### [TRECHO FORNECIDO]
┄┄┄┄┄┄
Ex-escrivão admite que houve tortura no DOI-Codi paulista

Terça, 25 de fevereiro de 2014
Elaine Patricia Cruz – Repórter da Agência Brasil
   O ex-escrivão de polícia Manoel Aurélio Lopes, de 77 anos, admitiu hoje (25), em depoimento perante as comissões Nacional e Estadual da Verdade, a prática de tortura nas dependências do Destacamento de Operações de Informações do Centro de Operações de Defesa Interna (DOI-Codi), na Rua Tutóia, na época do regime militar. Segundo a Comissão Nacional da Verdade (CNV), Lopes foi o segundo agente público a admitir a prática de torturas. O primeiro foi Walter Jacarandá, durante audiência em agosto do ano passado, no Rio de Janeiro.

   Em um interrogatório que durou cerca de duas horas e meia, Lopes demorou a admitir que houve tortura no DOI-Codi – o que só ocorru depois de uma hora e 40 minutos de depoimento.
   O ex-escrivão foi convidado a depor por ter assinado o auto sobre a munição apreendida com o militante político Arnaldo Cardoso Rocha, preso e morto em 1973. Lopes admitiu a existência de tortura após a viúva, Iara Xavier Pereira, ter implorado a ele informações sobre o companheiro, que foi torturado no DOI-Codi. “O máximo que vi foi usarem latas de leite em pó, e o cidadão, nu, subir com os dois pés nessas latas e ficar encostado na parede, segurando duas folhas de papel com os braços abertos. Essa aí eu assisti. Quando não aguentavam mais, caíam da lata e recebiam os golpes. Dos [casos de tortura] femininos, nunca participei. Vi a pessoa do sexo feminino sentada na cadeira, ao lado da cadeira do dragão”, contou Lopes.
   Mais tarde, ele disse aos jornalistas que presenciou sessões de tortura de militantes políticos no DOI-Codi por curiosidade. “Para responder sinceramente, fui ver como é que funcionava isso [tortura]. E fiquei decepcionado, mas nunca agi. Fiquei decepcionado porque vi onde um ser humano é colocado e para quê. Naquele tempo, há 40 anos, o pessoal não tinha a flexibilidade mental que vocês têm hoje”, afirmou Lopes.
┄┄┄┄┄┄
(Trechos de dados de apontamento)
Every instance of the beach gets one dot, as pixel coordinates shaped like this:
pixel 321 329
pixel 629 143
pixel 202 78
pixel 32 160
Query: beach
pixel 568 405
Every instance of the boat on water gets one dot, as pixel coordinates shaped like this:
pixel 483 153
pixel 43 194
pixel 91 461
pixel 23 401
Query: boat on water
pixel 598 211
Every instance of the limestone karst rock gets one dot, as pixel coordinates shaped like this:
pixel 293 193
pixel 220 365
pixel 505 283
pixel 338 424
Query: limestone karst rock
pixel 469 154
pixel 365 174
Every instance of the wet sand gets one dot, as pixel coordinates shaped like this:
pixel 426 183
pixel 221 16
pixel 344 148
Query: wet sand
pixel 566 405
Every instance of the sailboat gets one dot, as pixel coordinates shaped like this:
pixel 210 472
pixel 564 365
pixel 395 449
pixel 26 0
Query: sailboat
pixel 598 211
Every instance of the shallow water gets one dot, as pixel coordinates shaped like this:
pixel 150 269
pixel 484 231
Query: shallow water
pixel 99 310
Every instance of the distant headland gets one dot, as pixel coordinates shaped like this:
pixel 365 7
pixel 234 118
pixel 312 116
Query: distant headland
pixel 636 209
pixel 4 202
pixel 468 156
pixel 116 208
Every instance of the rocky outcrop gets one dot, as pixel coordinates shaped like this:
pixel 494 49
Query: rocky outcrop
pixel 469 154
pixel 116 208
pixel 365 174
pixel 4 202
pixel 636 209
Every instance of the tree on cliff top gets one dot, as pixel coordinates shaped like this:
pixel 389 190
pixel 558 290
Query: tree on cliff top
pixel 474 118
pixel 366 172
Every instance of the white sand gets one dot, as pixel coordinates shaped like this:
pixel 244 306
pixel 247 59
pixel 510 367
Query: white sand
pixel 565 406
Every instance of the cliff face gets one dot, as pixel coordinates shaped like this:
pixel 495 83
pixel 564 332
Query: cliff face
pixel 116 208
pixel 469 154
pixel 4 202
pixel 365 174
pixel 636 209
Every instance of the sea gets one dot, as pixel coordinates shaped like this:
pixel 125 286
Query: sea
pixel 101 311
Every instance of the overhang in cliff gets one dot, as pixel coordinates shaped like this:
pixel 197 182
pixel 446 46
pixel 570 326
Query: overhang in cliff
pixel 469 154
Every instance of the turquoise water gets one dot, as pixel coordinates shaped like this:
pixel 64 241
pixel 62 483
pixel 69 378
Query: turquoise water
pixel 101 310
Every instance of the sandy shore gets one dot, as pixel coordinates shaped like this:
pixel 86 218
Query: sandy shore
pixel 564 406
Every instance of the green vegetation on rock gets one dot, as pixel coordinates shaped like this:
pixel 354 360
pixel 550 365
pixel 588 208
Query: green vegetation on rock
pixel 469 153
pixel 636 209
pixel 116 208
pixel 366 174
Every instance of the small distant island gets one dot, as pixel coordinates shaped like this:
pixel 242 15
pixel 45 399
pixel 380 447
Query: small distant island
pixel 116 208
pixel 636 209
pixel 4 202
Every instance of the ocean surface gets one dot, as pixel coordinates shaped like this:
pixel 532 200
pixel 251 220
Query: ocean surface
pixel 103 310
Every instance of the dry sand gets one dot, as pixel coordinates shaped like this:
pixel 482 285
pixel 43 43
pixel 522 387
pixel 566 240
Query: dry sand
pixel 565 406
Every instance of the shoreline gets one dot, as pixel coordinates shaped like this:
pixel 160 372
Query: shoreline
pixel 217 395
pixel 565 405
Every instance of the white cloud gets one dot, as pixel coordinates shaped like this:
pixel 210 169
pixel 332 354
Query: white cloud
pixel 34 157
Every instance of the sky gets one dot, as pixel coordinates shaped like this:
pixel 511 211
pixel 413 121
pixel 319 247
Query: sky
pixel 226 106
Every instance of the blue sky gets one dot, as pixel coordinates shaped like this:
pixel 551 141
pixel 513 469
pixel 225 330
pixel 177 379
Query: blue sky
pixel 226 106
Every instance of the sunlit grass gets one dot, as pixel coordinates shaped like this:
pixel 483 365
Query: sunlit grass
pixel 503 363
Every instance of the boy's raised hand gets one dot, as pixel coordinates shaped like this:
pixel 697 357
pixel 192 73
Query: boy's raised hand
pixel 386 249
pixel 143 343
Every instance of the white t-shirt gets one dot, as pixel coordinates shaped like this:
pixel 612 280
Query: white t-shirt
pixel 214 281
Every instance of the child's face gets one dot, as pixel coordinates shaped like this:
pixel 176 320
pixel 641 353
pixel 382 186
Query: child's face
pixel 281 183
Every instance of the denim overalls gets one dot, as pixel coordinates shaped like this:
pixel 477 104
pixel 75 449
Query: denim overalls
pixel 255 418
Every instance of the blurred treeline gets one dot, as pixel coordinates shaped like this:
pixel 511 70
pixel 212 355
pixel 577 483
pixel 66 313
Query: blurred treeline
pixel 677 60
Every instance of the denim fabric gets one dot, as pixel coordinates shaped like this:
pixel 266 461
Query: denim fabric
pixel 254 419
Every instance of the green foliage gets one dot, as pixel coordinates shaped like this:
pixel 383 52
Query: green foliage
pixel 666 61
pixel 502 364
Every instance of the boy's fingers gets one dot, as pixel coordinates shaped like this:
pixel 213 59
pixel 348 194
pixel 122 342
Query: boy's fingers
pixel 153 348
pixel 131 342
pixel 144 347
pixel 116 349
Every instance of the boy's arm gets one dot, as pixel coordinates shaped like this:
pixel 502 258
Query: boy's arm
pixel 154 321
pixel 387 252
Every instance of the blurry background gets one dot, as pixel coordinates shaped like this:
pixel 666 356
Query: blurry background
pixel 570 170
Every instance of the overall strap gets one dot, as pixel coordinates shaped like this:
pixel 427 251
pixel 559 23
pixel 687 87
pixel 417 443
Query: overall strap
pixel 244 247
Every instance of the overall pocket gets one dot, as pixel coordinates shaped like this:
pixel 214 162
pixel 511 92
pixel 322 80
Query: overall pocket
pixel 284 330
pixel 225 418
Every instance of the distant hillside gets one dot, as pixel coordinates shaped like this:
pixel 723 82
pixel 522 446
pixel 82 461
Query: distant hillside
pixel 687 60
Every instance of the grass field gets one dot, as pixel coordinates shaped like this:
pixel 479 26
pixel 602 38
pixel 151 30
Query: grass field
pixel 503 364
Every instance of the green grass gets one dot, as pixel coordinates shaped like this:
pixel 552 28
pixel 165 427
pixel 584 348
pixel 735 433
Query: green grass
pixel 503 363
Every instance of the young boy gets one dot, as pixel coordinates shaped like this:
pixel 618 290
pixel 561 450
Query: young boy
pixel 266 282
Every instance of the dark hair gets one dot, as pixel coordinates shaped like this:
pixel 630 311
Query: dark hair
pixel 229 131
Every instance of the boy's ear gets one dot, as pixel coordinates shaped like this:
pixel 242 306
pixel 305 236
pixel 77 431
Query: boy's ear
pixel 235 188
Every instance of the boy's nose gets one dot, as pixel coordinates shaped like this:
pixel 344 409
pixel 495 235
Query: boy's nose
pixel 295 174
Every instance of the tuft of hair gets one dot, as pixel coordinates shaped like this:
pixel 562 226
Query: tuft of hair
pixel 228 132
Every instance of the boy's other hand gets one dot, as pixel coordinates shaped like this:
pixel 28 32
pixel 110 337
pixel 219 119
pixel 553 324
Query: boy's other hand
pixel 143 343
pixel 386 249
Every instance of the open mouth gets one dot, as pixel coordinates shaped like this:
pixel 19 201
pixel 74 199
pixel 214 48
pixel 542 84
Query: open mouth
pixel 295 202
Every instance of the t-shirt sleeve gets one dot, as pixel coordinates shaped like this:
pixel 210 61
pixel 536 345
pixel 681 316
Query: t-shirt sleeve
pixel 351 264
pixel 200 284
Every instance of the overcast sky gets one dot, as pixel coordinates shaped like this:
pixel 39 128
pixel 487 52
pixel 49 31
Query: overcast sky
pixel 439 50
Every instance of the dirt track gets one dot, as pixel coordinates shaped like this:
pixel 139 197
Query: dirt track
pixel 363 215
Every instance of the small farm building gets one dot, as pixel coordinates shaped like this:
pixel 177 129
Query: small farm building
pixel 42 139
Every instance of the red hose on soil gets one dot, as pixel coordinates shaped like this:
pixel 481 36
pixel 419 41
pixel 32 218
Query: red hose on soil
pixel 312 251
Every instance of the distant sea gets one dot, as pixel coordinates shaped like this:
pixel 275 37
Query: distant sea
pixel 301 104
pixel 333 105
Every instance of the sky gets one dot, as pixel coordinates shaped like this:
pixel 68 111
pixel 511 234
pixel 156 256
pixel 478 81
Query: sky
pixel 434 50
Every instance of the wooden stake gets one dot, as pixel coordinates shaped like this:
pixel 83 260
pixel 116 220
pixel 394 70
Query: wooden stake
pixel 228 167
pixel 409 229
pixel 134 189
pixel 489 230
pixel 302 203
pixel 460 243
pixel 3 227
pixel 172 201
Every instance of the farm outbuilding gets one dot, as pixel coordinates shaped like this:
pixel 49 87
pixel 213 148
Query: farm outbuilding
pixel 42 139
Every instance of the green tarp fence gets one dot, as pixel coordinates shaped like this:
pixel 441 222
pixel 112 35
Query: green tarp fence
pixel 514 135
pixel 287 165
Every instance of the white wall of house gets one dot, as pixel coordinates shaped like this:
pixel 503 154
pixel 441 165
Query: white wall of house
┄┄┄┄┄┄
### [OBJETIVOS]
**1.** Na notícia sobre o depoimento do ex-escrivão, quem foi o primeiro agente público a admitir a prática de torturas, segundo a Comissão Nacional da Verdade?
**2.** Escreva a continuação da notícia sobre o depoimento do ex-escrivão, começando logo depois da última frase.

### [RESPOSTAS]
**1.** Walter Jacarandá, durante audiência em agosto do ano passado, no Rio de Janeiro.

**2.**
   O que o ex-policial contou ter visto nessa experiência foram “duas mesas, um cano, um camarada nu, preso, com os braços [amarrados]". "É o chamado ‘pendura’. Saí da sala sem saber o que pensava no momento. Mas gravei aquela cena”, disse aos jornalistas. “Vi e assisti movido pela curiosidade.”
   Lopes ressaltou que nunca denunciou os casos de tortura por causa do trabalho. Indagado se o que ele fazia era do tipo “eles faziam o trabalho deles, e eu, o meu”, respondeu que era o que de fato acontecia, já que “não via outra forma” de fazê-lo. “É o trabalho, né?”, enfatizou.
   Durante o interrogatório, Lopes mencionou  a existência de uma “caixinha” para os agentes que trabalhavam no DOI-Codi. Segundo ele, “esse presentinho”, ou “essa casquinha”, correspondia a cerca de 25 cruzeiros (moeda da época). “Era um presente para quem ia trabalhar lá”, disse o ex-escrivão, sem confirmar se o pagamento era mensal e destinado aos agentes por preso que chegava ao local. “A gente retirava a verba do gabinete do secretário [de Segurança da época]. A gente tinha que ir lá pessoalmente”, revelou. O dinheiro era entregue por um tesoureiro, na própria sede da Secretaria de Segurança que, na época, ficava na Avenida Higienópolis.
   Sobre a morte do militante Arnaldo Rocha, o ex-escrivão pouco falou. Perguntado sobre um documento assinado por ele, que identifica a munição encontrada com Rocha no momento da prisão, no dia 15 de março de 1973, Lopes disse que não reconhecia o atestado, nem sua assinatura no papel, sugerindo que o documento pode ter sido modificado. “Não me recordo. Montaram, a meu ver, esse documento.” Segundo ele, no DOI-Codi, dificilmente, os escrivães tinham acesso ao material apreendido com os presos políticos e não costumavam participar dos interrogatórios. “O escrivão, naquela época, basicamente só transcrevia.”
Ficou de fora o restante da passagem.